▶ **YOUR TASK**
Every line of the data below should be printed exactly. Nothing may be dropped.

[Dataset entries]
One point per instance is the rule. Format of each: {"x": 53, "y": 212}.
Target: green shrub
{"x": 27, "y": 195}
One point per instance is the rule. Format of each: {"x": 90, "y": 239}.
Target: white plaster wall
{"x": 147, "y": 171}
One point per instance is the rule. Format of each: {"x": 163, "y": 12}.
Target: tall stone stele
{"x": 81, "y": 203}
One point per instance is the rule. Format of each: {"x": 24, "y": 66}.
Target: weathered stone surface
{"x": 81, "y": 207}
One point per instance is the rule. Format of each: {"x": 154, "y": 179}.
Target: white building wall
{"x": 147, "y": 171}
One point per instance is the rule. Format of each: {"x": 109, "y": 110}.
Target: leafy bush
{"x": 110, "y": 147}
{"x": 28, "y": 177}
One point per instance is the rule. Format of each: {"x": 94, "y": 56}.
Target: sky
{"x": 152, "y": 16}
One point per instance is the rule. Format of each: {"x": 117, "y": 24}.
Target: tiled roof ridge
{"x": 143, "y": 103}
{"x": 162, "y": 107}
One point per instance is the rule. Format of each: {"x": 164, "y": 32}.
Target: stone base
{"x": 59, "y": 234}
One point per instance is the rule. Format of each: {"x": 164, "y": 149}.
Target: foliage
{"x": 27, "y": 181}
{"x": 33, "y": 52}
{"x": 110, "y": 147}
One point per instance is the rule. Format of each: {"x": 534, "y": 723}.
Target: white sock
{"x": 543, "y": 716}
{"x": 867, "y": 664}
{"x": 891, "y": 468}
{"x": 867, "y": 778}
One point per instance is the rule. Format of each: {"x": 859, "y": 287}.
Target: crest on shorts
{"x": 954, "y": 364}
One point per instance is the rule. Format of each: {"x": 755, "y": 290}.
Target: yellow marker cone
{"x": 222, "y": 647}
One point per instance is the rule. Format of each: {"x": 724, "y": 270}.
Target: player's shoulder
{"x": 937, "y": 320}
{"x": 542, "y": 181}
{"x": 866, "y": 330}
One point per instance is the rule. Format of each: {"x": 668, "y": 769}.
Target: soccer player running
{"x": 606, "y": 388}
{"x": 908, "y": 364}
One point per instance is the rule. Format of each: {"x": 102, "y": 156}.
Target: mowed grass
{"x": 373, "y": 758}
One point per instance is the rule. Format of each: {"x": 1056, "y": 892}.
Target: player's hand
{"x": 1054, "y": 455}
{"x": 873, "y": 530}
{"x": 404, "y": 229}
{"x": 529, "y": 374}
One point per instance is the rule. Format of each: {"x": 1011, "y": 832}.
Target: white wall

▶ **YOUR RESPONSE**
One point per instance is the rule. Format of each: {"x": 53, "y": 212}.
Target: green shrub
{"x": 27, "y": 195}
One point per instance is the rule. Format of each: {"x": 90, "y": 239}.
Target: white plaster wall
{"x": 147, "y": 171}
One point per instance is the rule. Format of each: {"x": 163, "y": 12}.
Target: tall stone stele
{"x": 81, "y": 203}
One point per instance is the rule. Format of each: {"x": 24, "y": 66}.
Target: weathered stone surface
{"x": 81, "y": 207}
One point per instance is the rule. Format of each: {"x": 154, "y": 179}.
Target: white building wall
{"x": 147, "y": 171}
One point per instance is the rule. Format of each: {"x": 109, "y": 110}.
Target: leafy bush
{"x": 110, "y": 147}
{"x": 28, "y": 177}
One point per instance is the rule. Format of each: {"x": 94, "y": 56}.
Target: sky
{"x": 152, "y": 16}
One point per instance is the rule. Format of each: {"x": 117, "y": 24}.
Target: tiled roof ridge
{"x": 143, "y": 103}
{"x": 162, "y": 107}
One point per instance is the rule. Format of each: {"x": 164, "y": 32}.
Target: stone base
{"x": 59, "y": 234}
One point per instance is the rule. Format of each: {"x": 164, "y": 149}.
Target: foliage
{"x": 27, "y": 181}
{"x": 33, "y": 52}
{"x": 110, "y": 147}
One point per instance is the rule. Format of each: {"x": 534, "y": 723}.
Target: white sock
{"x": 543, "y": 716}
{"x": 867, "y": 664}
{"x": 891, "y": 468}
{"x": 867, "y": 778}
One point per instance is the rule. Format of each: {"x": 859, "y": 287}.
Target: crest on shorts
{"x": 954, "y": 364}
One point per instance is the rule. Format of each: {"x": 755, "y": 290}.
Target: yellow marker cone
{"x": 222, "y": 647}
One point per instance is the rule. Format of each: {"x": 724, "y": 270}.
Target: player's shoulder
{"x": 937, "y": 320}
{"x": 542, "y": 181}
{"x": 866, "y": 330}
One point per instance is the rule. Format of each: {"x": 668, "y": 769}.
Target: soccer player running
{"x": 606, "y": 388}
{"x": 908, "y": 364}
One point per instance is the rule. Format of each: {"x": 102, "y": 156}.
Target: mowed grass
{"x": 373, "y": 758}
One point per instance is the rule. Format of each: {"x": 1056, "y": 892}.
Target: player's hand
{"x": 1054, "y": 455}
{"x": 873, "y": 530}
{"x": 404, "y": 229}
{"x": 529, "y": 374}
One point per instance is the rule. Format of each: {"x": 1011, "y": 832}.
Target: white wall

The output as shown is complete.